◆ **About this exercise**:
What you return must match the listing below character for character, minus any pictures.

Provided data: Begin

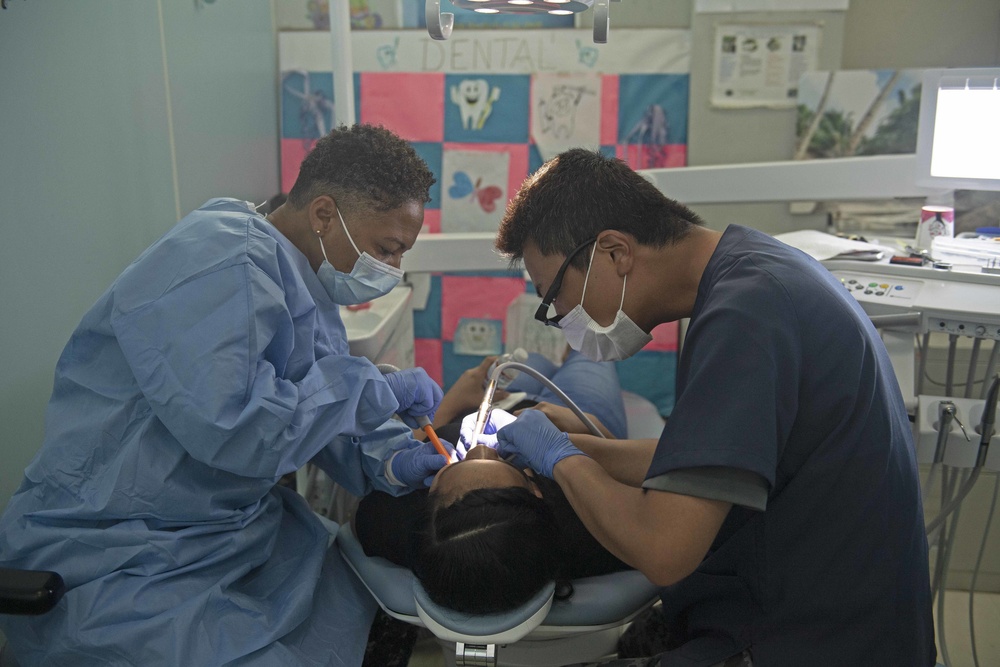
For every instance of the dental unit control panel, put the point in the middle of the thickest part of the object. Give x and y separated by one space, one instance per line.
952 302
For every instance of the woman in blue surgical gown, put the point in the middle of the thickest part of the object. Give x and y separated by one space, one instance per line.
216 363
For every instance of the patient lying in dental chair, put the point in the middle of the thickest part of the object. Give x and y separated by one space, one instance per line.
487 535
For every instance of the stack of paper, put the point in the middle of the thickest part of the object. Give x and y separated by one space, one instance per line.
827 246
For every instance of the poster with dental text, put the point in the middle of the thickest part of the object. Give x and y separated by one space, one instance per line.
760 65
485 109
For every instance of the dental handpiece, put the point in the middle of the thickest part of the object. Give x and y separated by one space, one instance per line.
484 410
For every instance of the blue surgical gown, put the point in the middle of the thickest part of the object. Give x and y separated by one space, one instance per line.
212 366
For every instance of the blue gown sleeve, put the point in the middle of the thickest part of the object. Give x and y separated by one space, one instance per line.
210 355
357 463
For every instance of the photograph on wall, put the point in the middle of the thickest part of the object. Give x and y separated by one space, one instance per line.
857 112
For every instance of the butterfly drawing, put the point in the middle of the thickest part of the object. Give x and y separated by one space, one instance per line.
464 187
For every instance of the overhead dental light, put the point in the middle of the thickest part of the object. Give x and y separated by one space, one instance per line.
439 25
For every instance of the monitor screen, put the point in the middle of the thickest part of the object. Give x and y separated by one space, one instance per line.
958 141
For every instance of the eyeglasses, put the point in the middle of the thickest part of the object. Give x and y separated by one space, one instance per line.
542 314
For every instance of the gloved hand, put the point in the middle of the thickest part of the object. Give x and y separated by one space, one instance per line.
536 440
497 420
416 465
417 394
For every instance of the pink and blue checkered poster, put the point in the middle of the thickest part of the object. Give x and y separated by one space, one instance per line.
484 110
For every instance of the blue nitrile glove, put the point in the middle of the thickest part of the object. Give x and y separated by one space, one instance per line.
537 441
415 466
497 420
417 394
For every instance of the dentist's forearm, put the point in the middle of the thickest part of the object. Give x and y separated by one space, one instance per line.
627 461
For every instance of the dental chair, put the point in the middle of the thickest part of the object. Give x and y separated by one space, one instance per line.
543 632
26 592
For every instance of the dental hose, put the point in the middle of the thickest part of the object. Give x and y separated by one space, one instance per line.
486 406
987 428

Provided data: End

◆ **Answer to the exercise**:
For every instance of the dental unit control panel, put the point in the middle of the thickest part of the object. Give x and y separated by one space, one instance per line.
952 302
For every instance of the woman in blue surgical gown, put the point in the middle of the thickest part of the object. Give x and y separated by one space, one instance per line.
216 363
For every instance of the patient lying in dental chair, put the point in the middle of the thickest part of the object. Give x and y separated by one space, one instance per line.
487 535
For every instance of the stack of paper, put the point in the middle of the thickest part of the object. Give x and y separated by one space, one instance per line.
827 246
For every instance of the poster with dental text, put the point in the middle of the thickest part of the object. Give x and y separated by one space, one instance per line.
760 65
485 109
For every instance of the dental handpiece, put the point in the middle of the thickest part of the object. Give x and y separated by one space, one instance per line.
484 410
For every instance of the blue surgical gown, put the point in the middle of the thickest part of the object. Give x and y separated by one space, one instance per line.
212 366
For every instance of the blue gown sleeve, put the point in the middle of the thickest part of the object. Give x and y separated by one space, one instance per line.
210 355
357 463
For every instance of the photograph on wall, put the point in the middle of the thickest part of the object. Give x and y separated by one space, one instance per line.
857 112
For every instance of the butterfly drawing, put the point in the middle of the thickest part of the object. Give x and y separated by one space, one instance per line.
464 187
For every instance of the overhead dental light, put the point in the middle of the thickest part of the object. Give x and y separated by one space, one instance per line.
439 25
For every instance of the monitor screen, put the point in the middle of the thickest part of the object. Give x and y separated by one space, one instance per line.
958 141
For every instance of the eyeglasses, put the point in the middle of the thickest part of the object. Give x and y separated by one space, one instance per line.
542 314
For every instance of the gloved hand, put the point in the middle of the thickest part of the object. Give x and y separated by one space, one instance per line.
536 440
497 420
416 465
417 394
For every instance of the pink and blue checkered poster, put the point in the middle of the thickest part of the object. Give x and y separated by one space, one instance per line.
484 110
For every instance of the blue nitrile glove, put the point in the middle of the thickest part of the object. Give x and y separated by one space, one instance per line.
537 441
415 466
497 420
417 394
For every instance of the dentist's forearm, put the point in the middle of the thickest part of the object. Give x and y separated by one space, one instance per line.
627 461
For every instance of the dental chair, put the point in the middle of the thickest part of the object. Give x and y separated by one space, one instance per line.
543 632
26 592
For every instance of the dental hose, put the point in the middle of the thickest part of the object. Give x and y separated by one space, one instance per line.
486 406
987 428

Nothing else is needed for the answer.